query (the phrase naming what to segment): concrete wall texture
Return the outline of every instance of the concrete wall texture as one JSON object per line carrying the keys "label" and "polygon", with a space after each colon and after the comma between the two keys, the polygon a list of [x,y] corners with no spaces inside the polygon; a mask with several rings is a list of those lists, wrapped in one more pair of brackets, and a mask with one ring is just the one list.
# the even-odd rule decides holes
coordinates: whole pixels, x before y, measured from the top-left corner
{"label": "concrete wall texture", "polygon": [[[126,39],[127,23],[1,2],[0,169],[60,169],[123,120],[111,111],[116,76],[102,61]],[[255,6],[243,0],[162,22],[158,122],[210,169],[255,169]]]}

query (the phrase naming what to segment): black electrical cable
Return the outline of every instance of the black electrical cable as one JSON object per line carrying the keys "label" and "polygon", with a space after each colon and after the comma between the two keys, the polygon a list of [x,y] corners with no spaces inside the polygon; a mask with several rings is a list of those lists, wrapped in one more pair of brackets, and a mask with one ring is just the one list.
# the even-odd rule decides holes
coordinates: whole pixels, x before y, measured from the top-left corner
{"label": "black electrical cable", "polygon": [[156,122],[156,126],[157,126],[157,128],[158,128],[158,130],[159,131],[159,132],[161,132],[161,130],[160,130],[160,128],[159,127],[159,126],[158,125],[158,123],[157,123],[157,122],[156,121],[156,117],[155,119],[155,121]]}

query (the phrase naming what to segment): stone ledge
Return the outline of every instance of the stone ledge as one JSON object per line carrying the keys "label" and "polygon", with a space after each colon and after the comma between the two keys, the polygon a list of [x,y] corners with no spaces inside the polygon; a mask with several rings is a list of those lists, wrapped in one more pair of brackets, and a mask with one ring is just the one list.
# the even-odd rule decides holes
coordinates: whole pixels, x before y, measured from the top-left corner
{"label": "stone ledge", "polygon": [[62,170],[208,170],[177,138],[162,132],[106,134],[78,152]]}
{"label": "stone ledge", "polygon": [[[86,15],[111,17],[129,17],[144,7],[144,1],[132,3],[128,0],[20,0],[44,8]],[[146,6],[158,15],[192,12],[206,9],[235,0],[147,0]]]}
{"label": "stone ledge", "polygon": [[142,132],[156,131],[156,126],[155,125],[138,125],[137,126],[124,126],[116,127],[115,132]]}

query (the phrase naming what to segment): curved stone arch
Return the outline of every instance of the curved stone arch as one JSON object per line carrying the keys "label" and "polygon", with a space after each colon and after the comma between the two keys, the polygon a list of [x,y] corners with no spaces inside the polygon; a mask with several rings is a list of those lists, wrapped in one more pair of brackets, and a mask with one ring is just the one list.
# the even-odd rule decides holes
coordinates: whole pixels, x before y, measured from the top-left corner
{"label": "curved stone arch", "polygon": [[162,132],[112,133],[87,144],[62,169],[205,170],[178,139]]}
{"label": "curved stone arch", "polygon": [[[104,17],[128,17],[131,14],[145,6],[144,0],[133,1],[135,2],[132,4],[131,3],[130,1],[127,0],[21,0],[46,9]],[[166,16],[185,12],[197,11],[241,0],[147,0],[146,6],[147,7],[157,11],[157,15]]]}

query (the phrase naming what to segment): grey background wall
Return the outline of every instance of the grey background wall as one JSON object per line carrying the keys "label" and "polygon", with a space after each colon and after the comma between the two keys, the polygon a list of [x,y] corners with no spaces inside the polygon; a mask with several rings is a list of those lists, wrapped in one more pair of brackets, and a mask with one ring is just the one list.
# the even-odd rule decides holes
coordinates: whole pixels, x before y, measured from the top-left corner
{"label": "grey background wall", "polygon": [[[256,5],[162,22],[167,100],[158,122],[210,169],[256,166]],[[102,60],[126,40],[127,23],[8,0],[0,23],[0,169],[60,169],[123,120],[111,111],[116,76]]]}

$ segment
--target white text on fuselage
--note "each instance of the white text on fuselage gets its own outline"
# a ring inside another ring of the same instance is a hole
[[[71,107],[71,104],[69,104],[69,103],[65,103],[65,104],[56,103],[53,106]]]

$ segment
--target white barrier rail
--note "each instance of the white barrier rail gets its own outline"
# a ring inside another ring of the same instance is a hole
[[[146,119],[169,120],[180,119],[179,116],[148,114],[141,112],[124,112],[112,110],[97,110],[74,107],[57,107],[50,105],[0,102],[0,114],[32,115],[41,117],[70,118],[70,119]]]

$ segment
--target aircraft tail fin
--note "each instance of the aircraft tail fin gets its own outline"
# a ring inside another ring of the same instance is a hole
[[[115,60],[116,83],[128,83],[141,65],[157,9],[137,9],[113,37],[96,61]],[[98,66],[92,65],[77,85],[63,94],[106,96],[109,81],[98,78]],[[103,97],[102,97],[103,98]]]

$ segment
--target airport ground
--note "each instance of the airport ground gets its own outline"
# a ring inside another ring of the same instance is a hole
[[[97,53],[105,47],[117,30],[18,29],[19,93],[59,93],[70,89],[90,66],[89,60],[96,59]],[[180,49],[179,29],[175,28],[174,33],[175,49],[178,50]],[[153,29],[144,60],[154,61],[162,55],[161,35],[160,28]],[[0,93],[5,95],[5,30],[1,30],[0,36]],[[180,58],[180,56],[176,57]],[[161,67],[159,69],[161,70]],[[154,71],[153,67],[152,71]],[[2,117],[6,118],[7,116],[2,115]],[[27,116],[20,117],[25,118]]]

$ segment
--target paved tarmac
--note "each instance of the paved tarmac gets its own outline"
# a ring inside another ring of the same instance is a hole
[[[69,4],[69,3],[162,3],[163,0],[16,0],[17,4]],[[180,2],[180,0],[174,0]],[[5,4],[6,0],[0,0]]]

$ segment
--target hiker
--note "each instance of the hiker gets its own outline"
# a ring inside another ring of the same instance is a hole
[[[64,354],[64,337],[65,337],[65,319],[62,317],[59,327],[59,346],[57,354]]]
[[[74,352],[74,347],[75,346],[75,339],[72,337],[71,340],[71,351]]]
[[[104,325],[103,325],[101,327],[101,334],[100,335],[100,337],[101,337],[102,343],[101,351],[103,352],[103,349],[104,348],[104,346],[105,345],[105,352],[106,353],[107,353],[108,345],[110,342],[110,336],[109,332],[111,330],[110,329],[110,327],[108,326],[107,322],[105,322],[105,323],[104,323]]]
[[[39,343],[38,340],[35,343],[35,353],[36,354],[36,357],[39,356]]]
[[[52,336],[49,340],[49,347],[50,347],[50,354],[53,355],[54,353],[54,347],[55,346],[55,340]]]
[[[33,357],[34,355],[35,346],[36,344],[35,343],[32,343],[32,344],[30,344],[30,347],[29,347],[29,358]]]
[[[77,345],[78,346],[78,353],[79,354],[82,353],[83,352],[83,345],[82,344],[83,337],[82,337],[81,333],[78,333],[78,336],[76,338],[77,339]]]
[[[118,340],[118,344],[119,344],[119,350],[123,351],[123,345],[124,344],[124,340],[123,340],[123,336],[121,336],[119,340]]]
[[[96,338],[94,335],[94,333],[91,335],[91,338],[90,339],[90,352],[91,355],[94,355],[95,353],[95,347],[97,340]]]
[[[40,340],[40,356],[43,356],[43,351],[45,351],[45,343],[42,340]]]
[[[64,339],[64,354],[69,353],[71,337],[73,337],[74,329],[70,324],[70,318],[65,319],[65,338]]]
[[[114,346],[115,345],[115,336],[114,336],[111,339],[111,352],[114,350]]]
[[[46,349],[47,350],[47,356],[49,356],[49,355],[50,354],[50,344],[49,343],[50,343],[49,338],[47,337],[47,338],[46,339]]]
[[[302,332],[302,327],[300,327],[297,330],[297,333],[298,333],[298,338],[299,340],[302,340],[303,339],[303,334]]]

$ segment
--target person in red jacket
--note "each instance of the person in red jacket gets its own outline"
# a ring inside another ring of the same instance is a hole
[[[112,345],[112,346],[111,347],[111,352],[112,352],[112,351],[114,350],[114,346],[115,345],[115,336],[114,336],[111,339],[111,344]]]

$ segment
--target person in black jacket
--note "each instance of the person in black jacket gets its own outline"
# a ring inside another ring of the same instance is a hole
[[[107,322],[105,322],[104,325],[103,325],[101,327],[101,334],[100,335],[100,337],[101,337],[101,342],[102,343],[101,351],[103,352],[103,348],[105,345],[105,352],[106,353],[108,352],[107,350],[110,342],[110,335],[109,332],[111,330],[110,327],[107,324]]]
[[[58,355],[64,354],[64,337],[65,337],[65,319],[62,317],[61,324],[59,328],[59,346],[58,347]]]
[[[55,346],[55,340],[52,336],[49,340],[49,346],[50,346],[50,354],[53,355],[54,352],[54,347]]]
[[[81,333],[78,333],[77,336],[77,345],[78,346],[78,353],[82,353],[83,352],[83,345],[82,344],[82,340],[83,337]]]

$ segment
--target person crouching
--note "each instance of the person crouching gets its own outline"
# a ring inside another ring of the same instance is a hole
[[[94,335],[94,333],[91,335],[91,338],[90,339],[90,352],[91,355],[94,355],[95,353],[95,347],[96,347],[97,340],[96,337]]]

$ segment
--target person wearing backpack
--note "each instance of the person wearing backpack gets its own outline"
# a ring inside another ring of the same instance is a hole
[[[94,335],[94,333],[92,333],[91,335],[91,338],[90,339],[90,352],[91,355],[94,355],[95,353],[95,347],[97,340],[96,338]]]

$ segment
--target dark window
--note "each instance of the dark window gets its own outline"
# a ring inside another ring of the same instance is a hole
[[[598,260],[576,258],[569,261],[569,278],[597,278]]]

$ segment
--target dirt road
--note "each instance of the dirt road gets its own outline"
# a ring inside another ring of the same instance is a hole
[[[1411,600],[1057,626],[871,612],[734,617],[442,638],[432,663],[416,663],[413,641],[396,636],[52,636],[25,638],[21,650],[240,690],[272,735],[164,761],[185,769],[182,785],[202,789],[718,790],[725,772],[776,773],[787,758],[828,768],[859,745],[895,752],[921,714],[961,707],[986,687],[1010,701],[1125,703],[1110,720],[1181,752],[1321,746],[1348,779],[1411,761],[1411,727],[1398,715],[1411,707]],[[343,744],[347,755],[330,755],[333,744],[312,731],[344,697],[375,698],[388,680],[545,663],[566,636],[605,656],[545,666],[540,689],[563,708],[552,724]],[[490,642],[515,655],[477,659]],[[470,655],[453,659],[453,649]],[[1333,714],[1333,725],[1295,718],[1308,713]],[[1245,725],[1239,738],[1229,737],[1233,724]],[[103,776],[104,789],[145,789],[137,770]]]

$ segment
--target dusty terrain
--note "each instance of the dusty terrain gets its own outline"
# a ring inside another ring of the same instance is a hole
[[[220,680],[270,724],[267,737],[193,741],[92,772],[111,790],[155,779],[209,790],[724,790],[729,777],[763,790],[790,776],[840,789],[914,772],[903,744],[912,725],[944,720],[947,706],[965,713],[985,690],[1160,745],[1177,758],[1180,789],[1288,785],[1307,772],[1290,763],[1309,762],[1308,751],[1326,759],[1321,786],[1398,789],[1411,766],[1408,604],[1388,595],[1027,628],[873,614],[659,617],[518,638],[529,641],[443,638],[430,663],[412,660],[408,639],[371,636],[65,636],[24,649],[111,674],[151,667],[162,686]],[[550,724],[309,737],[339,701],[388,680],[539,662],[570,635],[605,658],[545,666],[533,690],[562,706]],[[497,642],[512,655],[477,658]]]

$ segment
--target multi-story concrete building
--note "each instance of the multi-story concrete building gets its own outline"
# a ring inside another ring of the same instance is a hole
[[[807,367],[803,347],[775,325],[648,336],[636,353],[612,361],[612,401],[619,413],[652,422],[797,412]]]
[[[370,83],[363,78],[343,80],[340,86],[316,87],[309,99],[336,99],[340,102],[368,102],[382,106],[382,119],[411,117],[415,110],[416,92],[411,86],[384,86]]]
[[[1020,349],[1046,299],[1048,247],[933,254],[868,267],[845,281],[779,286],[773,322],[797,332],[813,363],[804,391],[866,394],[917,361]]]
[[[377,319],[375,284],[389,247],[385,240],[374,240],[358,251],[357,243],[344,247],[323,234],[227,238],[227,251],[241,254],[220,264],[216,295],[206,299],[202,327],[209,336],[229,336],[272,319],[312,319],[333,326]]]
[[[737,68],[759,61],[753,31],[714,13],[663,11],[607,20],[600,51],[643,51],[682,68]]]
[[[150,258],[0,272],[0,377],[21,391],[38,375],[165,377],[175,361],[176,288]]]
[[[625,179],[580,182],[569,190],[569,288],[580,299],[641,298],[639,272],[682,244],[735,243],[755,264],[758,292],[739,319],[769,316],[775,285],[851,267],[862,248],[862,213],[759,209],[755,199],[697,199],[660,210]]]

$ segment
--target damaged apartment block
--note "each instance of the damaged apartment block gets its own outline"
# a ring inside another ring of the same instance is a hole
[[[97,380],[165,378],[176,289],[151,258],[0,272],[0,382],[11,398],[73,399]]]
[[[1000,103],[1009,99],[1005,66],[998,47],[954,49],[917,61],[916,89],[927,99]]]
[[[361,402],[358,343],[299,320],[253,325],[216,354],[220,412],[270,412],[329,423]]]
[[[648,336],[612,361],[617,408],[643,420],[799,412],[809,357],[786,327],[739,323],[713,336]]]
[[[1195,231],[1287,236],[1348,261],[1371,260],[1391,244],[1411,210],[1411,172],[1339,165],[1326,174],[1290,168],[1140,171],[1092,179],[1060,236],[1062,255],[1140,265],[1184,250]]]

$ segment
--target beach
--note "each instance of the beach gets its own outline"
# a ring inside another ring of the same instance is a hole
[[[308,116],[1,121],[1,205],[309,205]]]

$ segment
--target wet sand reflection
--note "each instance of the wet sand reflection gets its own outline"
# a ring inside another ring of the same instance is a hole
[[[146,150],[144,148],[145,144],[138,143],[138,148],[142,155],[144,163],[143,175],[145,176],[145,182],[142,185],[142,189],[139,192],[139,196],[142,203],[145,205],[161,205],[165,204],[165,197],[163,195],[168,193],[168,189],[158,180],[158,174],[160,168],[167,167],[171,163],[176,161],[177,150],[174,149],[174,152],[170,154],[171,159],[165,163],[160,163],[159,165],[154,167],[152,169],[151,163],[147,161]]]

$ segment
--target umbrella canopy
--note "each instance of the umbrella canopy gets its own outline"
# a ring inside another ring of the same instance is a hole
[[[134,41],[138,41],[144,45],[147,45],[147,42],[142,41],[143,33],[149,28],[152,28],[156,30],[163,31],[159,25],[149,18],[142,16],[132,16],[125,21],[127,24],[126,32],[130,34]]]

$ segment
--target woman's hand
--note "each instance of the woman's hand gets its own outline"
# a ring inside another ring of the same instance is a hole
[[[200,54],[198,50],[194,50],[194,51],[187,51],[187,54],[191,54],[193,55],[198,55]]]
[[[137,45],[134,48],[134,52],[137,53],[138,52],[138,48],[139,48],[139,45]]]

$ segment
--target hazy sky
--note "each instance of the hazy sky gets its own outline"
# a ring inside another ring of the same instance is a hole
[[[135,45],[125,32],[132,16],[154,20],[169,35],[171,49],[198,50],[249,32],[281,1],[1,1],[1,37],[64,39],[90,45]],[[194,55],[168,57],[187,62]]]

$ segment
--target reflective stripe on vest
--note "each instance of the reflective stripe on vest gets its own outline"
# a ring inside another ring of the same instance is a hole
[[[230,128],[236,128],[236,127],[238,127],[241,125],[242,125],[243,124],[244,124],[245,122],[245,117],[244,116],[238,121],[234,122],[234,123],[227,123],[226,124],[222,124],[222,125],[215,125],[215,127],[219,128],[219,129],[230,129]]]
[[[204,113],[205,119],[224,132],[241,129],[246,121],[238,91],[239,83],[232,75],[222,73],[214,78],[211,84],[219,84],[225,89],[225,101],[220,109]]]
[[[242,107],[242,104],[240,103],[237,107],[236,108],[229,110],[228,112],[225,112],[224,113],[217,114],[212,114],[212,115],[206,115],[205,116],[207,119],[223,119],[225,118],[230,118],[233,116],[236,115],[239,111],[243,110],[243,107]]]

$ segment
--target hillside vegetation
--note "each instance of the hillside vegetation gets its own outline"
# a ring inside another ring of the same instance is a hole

= = = = =

- _Work instructions_
Which lines in the entries above contain the word "hiker"? Copy each of them.

- _Exercise answer_
--target hiker
--note "each instance of the hiker gets its own outline"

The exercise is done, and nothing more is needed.